**Supplied entries**:
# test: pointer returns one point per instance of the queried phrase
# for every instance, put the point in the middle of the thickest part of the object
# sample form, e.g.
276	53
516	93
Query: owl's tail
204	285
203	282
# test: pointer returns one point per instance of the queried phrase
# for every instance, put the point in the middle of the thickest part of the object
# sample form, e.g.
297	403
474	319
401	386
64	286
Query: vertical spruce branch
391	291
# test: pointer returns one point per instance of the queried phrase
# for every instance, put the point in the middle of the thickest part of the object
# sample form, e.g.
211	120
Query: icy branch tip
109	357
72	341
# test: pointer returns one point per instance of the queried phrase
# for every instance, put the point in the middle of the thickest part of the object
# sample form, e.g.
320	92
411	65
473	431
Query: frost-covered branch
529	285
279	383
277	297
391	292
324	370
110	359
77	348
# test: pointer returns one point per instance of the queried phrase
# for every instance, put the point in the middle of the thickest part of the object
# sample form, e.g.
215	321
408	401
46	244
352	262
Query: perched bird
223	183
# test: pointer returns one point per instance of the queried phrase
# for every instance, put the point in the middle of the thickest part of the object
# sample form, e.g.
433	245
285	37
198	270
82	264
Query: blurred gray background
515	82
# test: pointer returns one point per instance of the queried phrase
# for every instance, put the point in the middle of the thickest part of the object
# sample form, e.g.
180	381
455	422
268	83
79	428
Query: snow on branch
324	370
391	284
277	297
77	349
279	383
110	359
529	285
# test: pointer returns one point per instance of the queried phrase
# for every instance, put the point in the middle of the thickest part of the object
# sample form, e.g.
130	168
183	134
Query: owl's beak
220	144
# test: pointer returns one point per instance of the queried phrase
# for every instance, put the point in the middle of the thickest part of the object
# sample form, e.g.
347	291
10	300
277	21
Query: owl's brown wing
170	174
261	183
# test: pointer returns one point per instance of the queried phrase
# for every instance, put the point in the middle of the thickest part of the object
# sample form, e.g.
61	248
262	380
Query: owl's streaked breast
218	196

**Task requirements**: How many lines in the listing above contain the string "Query", with case counting? Reply with the number alone.

**Solved problem**: 10